• WHAT YOU ARE ASKED TO DO: Reproduce each record exactly.

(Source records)
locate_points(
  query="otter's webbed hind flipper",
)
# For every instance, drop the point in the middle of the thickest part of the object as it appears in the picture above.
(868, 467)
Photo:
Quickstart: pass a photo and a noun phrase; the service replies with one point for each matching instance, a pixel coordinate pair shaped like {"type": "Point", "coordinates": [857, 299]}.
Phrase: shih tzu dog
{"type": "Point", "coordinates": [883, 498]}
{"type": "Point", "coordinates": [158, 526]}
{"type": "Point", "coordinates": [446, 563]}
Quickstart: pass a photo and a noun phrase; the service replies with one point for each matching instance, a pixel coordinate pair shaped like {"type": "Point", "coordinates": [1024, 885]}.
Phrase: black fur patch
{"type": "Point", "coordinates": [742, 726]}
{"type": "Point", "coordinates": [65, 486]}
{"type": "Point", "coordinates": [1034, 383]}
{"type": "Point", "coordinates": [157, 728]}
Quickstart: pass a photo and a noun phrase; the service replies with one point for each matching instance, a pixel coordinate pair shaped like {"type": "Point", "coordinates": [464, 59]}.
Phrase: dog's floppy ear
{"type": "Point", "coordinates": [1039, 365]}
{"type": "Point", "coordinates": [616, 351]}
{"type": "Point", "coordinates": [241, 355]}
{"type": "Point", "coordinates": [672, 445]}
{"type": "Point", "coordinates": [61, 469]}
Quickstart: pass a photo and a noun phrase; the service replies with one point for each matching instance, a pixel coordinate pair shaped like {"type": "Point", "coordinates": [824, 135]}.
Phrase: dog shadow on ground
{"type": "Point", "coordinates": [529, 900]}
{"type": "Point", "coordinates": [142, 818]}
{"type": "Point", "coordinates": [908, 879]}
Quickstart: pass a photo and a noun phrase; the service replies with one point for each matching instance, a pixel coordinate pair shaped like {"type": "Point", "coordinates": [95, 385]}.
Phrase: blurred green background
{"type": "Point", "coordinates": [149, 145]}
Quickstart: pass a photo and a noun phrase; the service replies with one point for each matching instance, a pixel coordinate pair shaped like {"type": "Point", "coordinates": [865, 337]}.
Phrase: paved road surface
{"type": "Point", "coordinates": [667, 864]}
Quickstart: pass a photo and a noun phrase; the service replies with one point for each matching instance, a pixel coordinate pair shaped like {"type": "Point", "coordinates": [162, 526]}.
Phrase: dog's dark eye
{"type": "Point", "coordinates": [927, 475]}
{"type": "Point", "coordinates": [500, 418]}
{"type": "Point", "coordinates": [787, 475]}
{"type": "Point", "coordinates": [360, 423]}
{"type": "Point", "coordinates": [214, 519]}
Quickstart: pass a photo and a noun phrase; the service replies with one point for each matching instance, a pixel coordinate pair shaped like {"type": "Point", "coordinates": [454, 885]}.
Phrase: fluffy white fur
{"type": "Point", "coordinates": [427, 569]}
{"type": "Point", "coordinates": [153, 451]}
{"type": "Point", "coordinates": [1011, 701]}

• EXERCISE SOLUTION:
locate_points(
  query="otter's webbed hind flipper",
)
# For every instance, drop the point in the middle of the thickest part of the object as it appears in the picture above.
(868, 467)
Photo:
Quickstart: pass a photo and a noun phrase; the service replies with one point for each matching instance, a pixel coordinate pair shaped like {"type": "Point", "coordinates": [857, 299]}.
Phrase: shih tzu dog
{"type": "Point", "coordinates": [883, 498]}
{"type": "Point", "coordinates": [158, 526]}
{"type": "Point", "coordinates": [446, 563]}
Quickstart: pass a photo and a noun phrase; the service replies with one point for each matching instance, a pixel coordinate pair shaped like {"type": "Point", "coordinates": [1024, 885]}.
Phrase: black fur patch
{"type": "Point", "coordinates": [742, 726]}
{"type": "Point", "coordinates": [65, 486]}
{"type": "Point", "coordinates": [1034, 383]}
{"type": "Point", "coordinates": [157, 728]}
Quickstart: pass a photo and a noun phrase; the service replies with one point for each matching instance, a pixel coordinate pair shaped like {"type": "Point", "coordinates": [464, 59]}.
Phrase: dog's floppy ear
{"type": "Point", "coordinates": [1039, 365]}
{"type": "Point", "coordinates": [616, 351]}
{"type": "Point", "coordinates": [241, 355]}
{"type": "Point", "coordinates": [672, 445]}
{"type": "Point", "coordinates": [61, 469]}
Quickstart: pass a photo and a noun phrase; the service replies with one point for each matching instance, a pixel coordinate pair shaped like {"type": "Point", "coordinates": [824, 135]}.
Phrase: dog shadow on ground
{"type": "Point", "coordinates": [529, 900]}
{"type": "Point", "coordinates": [142, 818]}
{"type": "Point", "coordinates": [908, 879]}
Quickstart: pass a photo and a noun phrase; the service replies with one point for each matching instance, a pixel coordinate pair shaped like {"type": "Point", "coordinates": [95, 385]}.
Phrase: blurred green background
{"type": "Point", "coordinates": [149, 145]}
Quickstart: pass a photo and a noun phrase; the service replies with one point for each matching instance, a pixel coordinate pair shaped like {"type": "Point", "coordinates": [865, 337]}.
Phrase: paved road surface
{"type": "Point", "coordinates": [667, 864]}
Quickstart: pass a photo and a noun phrase; the service replies with one point for each matching instance, a pixel coordinate pair shaped like {"type": "Point", "coordinates": [162, 526]}.
Phrase: dog's dark eye
{"type": "Point", "coordinates": [927, 475]}
{"type": "Point", "coordinates": [500, 418]}
{"type": "Point", "coordinates": [787, 475]}
{"type": "Point", "coordinates": [360, 423]}
{"type": "Point", "coordinates": [214, 519]}
Quickstart: pass a photo and a noun phrase; the service replies with one point for each matching instance, a pixel coordinate pair shaped like {"type": "Point", "coordinates": [454, 885]}.
Phrase: fluffy white fur
{"type": "Point", "coordinates": [427, 569]}
{"type": "Point", "coordinates": [153, 451]}
{"type": "Point", "coordinates": [1011, 701]}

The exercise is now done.